## [QUOTED PASSAGE]
** START **

It was 2011, I had just moved to Moscow, it was terribly dark and dull October (Moscow standard, but I did not know about it then). I really needed money to pay rent, and I was desperately trying to find a job. I just graduated from the Architecture University, but I had no experience so it was pretty hard to find anything where they pay you at least something. Out of despair (and after 1.5 months of searching), I decided to get a job at some weird architectural bureau, which had a mall and a garage as recent projects. I had a trial period of 2 weeks, and I had to work on the drawings of the garage. This was the time when I started drinking energy drinks instead of tea just to cheer myself up (until my teeth began to grind) and I also started crying at home in the evenings because I felt like I was doing some kind of garbage.

 

One day I got out of the subway after a very long day at work, and just burst into tears, standing right in the mud. I was crying and thinking that I just want a simple job but with a good salary. I could not even imagine what kind of work it would be, since the desire was too fantastically impudent so I decided to leave the specifics to the discretion of the universe. A couple of days later I met up with friends and one of them told me that he got an easy job as a cameraman where he was paid a lot, in fact, for setting up a camera on a tripod to record other people's meetings.

 

I certainly got a hint of fate and I asked if they needed an extra camera man. My friend said that they needed editors and asked me if I could do that. i said “of cooouuurse!" I want to note that I have never ever lied so brazenly in my life before. and at the same time you can assess the level of my despair and unwillingness to return to designing a garage being in a dark office.

 

Short story behind this job: Moscow developer decided to run a blog about his business on YouTube. Sounds pretty normal now, but 10 years ago it was crazy, especially if you are one of the richest people in the country. So he hired a video team to film all the videos of the meetings related to his business and construction of the skyscraper (that’s where the office was). All I knew was that they had iMacs there so my friend and I thought they were using Final Cut. So I spent the whole weekend on YouTube, watching tutorials and it seemed to me that I had prepared quite well.

 

It was pretty funny to come to the office the next day and hear from the chief editor "The latest version of Final Cut is awful and we're working in Adobe premiere." I didn’t even know how it looked like. I was horrified so I immediately began to sweat. The situation was aggravated by the fact that there was a second person applying for my place, who was clearly more qualified and he was not upset by this news. Those days I did not have a smartphone plus the office was an open space and everyone saw what you had on your huge screen, so there was absolutely no opportunity to open Google and start searching. They gave me some footage, and in a few hours I somehow edited it. It seems to me that I have never sweated so much in my life.

The whole experience was insanely embarrassing and I thought they would never call me back, but miraculously they chose me! Although of course I made a horrible video. As my boss admitted later, they liked me, though they figured out that I couldn't do much but they decided to give it a try anyway.

** END **

## [GIVEN REQUEST A]
Identify each line of the rows that contains the string "green".
The rows below are unrelated to the story.

## [RECORD EXCERPTS]
** START **

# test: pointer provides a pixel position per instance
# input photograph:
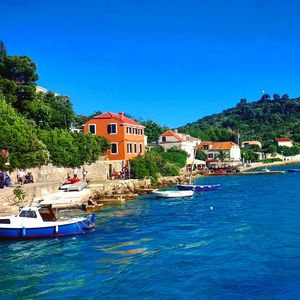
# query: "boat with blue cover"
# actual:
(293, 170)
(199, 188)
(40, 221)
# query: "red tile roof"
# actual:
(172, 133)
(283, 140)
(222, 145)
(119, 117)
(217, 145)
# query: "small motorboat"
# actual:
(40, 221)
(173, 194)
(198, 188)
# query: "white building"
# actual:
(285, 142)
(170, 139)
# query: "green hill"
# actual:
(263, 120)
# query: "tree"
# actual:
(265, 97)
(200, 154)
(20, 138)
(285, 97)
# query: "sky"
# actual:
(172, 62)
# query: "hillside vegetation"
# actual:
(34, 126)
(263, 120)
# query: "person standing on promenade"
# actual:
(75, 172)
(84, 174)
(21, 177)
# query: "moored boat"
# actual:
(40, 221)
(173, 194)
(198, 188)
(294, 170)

** END **
** START **

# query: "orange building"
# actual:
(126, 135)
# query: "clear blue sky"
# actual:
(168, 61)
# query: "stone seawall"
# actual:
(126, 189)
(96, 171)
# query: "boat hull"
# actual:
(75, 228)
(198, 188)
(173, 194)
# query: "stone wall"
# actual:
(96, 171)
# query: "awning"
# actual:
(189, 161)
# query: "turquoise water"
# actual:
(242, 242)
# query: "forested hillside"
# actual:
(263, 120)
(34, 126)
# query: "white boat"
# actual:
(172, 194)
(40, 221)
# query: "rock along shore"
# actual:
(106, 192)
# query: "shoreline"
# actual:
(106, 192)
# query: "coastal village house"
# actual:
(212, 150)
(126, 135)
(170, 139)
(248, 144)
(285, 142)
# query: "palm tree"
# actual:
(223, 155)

** END **
** START **

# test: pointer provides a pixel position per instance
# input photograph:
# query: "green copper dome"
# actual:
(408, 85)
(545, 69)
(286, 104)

** END **

## [GIVEN REQUEST B]
Summarize the story about the Moscow job search in two sentences.

## [FULL SOLUTION A]
# query: "green hill"
# query: "green copper dome"

## [FULL SOLUTION B]
In 2011, the narrator had recently graduated from the Architecture University and moved to Moscow, then took an unhappy trial job drawing a garage at an architectural bureau. After a friend described well-paid video work, the narrator falsely claimed to know how to edit, spent a weekend studying Final Cut, found that the office used Adobe Premiere instead, produced a horrible test video, and was chosen anyway.